Juan vivía sus creencias
y creía al máximo lo que había aprendido de su Señor. Lean su Epístola completa
y vean cuántas veces dice: “sabemos”, “sabemos”, “sabemos”. En él no hay
algunos de los condicionales tales como “si”; es un creyente sólido y profundo.
Su corazón da un asentimiento y un consentimiento genuinos.
Además había una intensa
calidez en Juan. Amaba a su Señor y amaba a sus hermanos; amaba con un gran
corazón pues tenía una noble naturaleza. Amaba constantemente y amaba de tal
manera como para ser valiente por su Maestro en la práctica, pues era un hombre
osado, un verdadero hijo del trueno. Estaba dispuesto a ir al frente si tenía
que hacerlo, pero de una manera muy tranquila y no con prisa ni ruido; el suyo
no es el desplome de una catarata sino el discurrir tranquilo de un río profundo.
....................
=== LAS TAREAS ===
(a) Decide si cada una de las siguientes afirmaciones concuerda con el fragmento sobre Juan: (i) Juan recurría a menudo a condicionales como "si"; (ii) Juan actuaba con prisa y ruido; (iii) Juan amaba a sus hermanos. Responde sí o no a cada una y cita literalmente las palabras del fragmento que lo deciden.
(b) Prosigue el fragmento sobre Juan a partir de su última oración, manteniendo su tono y su tema.
Las filas no guardan ninguna relación con el fragmento sobre Juan.

=== MATERIAL PROPORCIONADO ===
....................
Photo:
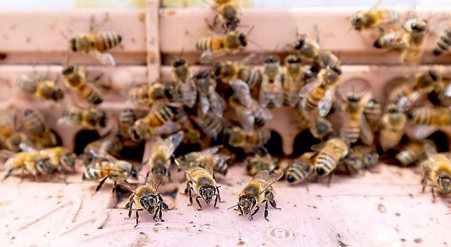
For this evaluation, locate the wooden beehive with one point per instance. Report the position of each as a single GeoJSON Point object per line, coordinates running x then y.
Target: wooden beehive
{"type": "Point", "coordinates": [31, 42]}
....................
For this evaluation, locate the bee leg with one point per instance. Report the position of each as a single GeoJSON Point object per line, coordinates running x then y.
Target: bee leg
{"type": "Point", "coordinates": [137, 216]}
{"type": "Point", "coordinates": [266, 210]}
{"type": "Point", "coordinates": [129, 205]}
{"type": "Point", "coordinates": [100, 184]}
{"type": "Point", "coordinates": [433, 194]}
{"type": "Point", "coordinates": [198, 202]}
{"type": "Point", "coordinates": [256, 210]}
....................
=== RESPUESTAS ===
(a)
(i) No: "En él no hay algunos de los condicionales tales como “si”".
(ii) No: "de una manera muy tranquila y no con prisa ni ruido".
(iii) Sí: "amaba a sus hermanos".

(b)
Juntando todo lo que
sabemos acerca de su personalidad, lo vemos como un hombre que era lo opuesto
del típico hijo de la desconfianza, frío, calculador y precavido. Ustedes saben
a qué tipo de personas me refiero, a personas muy buenas a su manera pero de
ninguna manera fascinantes o que hayan de ser muy imitadas. Juan era
completamente lo contrario de esos hermanos secos, sin jugo, que no poseen una
naturaleza humana, seres que son en algún punto casi perfectos porque no tienen
suficiente vida para pecar. No hacen ningún mal porque no hacen nada en
absoluto. Yo conozco a unos cuantos de esos deleitables individuos, críticos
agudos de otros y ellos mismos sin tacha, con esta única excepción: que no
tienen corazón. Juan era un hombre cordial; era un hombre de cerebro pero de
alma también, un hombre de un alma caritativa, un hombre en el que prevalecía una
vida intensa pero tranquila. Un hombre a ser amado. La suya no era la vida de
un arbusto congelado sino de una rosa roja. Él llevaba el verano en su
semblante, la energía en sus modales, una fuerza firme en todos sus movimientos.
Era semejante a aquel otro Juan de quien una vez fuera el discípulo, “Él era
antorcha que ardía y alumbraba”. Había en Juan calidez y luz a la vez. Era
intenso, sincero y abnegado por naturaleza, y una plenitud de gracia que
santificaba esas virtudes se derramaba sobre él.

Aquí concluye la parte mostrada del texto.